## Location identification entries
◇ ◇ ◇ ◇

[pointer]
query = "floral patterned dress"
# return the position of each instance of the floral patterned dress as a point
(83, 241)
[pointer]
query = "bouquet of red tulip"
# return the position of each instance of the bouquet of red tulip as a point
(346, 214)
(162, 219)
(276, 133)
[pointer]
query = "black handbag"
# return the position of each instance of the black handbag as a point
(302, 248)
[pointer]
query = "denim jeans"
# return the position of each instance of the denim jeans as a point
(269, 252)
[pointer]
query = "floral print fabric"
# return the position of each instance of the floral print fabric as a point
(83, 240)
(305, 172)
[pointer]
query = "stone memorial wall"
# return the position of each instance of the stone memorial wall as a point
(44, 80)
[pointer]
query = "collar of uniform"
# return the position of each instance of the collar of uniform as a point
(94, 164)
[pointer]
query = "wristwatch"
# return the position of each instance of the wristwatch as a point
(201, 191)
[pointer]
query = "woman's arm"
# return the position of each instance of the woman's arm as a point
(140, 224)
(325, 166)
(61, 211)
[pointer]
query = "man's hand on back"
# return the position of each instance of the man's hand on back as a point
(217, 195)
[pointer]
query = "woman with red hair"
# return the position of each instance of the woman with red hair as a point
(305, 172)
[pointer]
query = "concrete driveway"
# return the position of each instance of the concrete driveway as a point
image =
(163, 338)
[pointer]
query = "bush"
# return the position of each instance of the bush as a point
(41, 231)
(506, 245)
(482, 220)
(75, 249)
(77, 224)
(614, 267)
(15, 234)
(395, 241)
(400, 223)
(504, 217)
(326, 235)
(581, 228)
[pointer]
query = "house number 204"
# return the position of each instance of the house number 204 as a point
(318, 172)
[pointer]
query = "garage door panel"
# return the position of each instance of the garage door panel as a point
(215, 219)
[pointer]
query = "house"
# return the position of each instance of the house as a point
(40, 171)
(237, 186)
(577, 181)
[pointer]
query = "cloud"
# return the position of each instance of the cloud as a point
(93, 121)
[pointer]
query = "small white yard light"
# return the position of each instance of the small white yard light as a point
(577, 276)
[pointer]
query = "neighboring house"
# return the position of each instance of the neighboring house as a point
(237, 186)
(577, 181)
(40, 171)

◇ ◇ ◇ ◇

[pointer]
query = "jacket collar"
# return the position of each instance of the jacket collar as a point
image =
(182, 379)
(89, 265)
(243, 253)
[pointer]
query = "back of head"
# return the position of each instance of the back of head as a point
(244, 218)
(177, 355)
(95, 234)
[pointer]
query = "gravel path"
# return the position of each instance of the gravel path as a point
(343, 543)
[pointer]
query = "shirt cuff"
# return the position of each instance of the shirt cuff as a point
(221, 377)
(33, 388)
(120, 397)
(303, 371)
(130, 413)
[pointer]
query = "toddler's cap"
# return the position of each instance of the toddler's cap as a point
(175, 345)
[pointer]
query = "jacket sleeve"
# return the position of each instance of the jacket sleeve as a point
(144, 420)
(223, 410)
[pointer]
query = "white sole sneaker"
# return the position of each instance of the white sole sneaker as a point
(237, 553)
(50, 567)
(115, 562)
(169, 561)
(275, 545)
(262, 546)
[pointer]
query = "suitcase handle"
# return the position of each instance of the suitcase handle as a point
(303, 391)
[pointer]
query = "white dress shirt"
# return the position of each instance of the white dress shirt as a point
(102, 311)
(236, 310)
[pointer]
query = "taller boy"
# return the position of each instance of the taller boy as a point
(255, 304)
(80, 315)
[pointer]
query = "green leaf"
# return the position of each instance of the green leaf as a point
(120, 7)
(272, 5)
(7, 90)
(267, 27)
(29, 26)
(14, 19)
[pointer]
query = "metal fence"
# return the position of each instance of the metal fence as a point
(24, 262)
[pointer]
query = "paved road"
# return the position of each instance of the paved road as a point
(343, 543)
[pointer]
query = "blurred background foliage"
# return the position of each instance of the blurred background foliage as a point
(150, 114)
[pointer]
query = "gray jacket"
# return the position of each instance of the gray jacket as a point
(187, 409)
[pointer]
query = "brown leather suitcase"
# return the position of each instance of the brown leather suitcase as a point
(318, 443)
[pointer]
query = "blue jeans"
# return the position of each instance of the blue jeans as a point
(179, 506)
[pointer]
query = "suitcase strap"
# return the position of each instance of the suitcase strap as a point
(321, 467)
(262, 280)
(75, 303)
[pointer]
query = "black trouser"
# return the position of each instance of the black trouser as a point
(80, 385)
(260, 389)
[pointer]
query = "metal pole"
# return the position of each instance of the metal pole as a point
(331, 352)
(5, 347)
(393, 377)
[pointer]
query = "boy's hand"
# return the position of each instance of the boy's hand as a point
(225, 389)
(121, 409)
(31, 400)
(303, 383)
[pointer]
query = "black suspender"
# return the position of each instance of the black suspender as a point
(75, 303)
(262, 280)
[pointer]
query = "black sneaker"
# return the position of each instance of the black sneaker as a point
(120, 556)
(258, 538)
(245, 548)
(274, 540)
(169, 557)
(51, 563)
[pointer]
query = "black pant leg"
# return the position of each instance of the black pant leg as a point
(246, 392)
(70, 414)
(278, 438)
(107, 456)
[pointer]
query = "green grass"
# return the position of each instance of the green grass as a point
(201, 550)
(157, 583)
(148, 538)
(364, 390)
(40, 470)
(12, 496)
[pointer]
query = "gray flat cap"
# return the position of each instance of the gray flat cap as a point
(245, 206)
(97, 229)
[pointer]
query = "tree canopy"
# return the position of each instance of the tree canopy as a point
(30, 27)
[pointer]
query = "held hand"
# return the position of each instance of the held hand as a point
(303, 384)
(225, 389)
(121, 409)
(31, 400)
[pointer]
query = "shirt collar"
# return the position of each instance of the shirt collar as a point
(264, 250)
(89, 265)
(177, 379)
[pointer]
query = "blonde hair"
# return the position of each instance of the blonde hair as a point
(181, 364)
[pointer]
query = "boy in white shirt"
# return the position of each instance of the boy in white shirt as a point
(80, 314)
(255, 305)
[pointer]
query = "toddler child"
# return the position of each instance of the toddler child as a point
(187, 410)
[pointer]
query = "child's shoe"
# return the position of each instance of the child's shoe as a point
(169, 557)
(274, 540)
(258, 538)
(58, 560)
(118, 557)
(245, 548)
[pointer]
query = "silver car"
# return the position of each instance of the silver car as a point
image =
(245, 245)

◇ ◇ ◇ ◇

## What is expected
Locate every line in the data above that contains the word "background", and copy each of those lines.

## Answer to the task
query = "blurred background foliage"
# return the position of each instance of the blurred background foliage as a point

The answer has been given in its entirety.